과제 설명 >>
아래 모든 행의 줄을 한 줄에 문자열 하나씩 대응시켜 JSON 리스트로 나열하세요. 빈 줄은 넣지 마세요.

객체 위치 라벨링 항목:

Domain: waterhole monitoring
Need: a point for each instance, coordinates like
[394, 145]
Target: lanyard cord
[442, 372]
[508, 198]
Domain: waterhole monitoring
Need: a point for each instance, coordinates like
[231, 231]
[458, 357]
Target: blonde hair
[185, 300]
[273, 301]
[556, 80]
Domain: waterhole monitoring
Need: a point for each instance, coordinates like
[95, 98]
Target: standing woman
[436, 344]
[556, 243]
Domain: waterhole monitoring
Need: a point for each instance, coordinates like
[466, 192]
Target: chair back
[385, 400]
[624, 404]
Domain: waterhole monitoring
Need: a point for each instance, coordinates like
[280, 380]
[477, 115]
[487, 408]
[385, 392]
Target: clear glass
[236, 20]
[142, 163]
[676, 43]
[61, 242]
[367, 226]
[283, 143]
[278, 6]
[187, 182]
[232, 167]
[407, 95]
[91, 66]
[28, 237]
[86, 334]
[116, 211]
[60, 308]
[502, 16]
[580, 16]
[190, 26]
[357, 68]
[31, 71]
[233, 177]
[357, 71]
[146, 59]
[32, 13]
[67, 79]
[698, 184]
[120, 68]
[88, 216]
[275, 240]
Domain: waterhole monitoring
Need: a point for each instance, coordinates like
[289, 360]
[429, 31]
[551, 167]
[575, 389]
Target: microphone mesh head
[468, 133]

작성한 풀이 >>
[
  "Domain: waterhole monitoring",
  "Need: a point for each instance, coordinates like",
  "[394, 145]",
  "Target: lanyard cord",
  "[442, 372]",
  "[508, 198]",
  "Domain: waterhole monitoring",
  "Need: a point for each instance, coordinates like",
  "[231, 231]",
  "[458, 357]",
  "Target: blonde hair",
  "[185, 300]",
  "[273, 301]",
  "[556, 80]",
  "Domain: waterhole monitoring",
  "Need: a point for each instance, coordinates like",
  "[95, 98]",
  "Target: standing woman",
  "[436, 344]",
  "[556, 243]",
  "Domain: waterhole monitoring",
  "Need: a point for each instance, coordinates like",
  "[466, 192]",
  "Target: chair back",
  "[385, 400]",
  "[624, 404]",
  "Domain: waterhole monitoring",
  "Need: a point for each instance, coordinates like",
  "[280, 380]",
  "[477, 115]",
  "[487, 408]",
  "[385, 392]",
  "Target: clear glass",
  "[236, 20]",
  "[142, 163]",
  "[676, 43]",
  "[61, 242]",
  "[367, 226]",
  "[283, 143]",
  "[278, 6]",
  "[187, 182]",
  "[232, 167]",
  "[407, 95]",
  "[91, 66]",
  "[28, 237]",
  "[86, 334]",
  "[116, 211]",
  "[60, 308]",
  "[502, 16]",
  "[580, 16]",
  "[190, 26]",
  "[357, 68]",
  "[31, 71]",
  "[233, 177]",
  "[357, 71]",
  "[146, 59]",
  "[32, 13]",
  "[67, 79]",
  "[698, 184]",
  "[120, 68]",
  "[88, 216]",
  "[275, 240]",
  "Domain: waterhole monitoring",
  "Need: a point for each instance, coordinates like",
  "[289, 360]",
  "[429, 31]",
  "[551, 167]",
  "[575, 389]",
  "Target: microphone mesh head",
  "[468, 133]"
]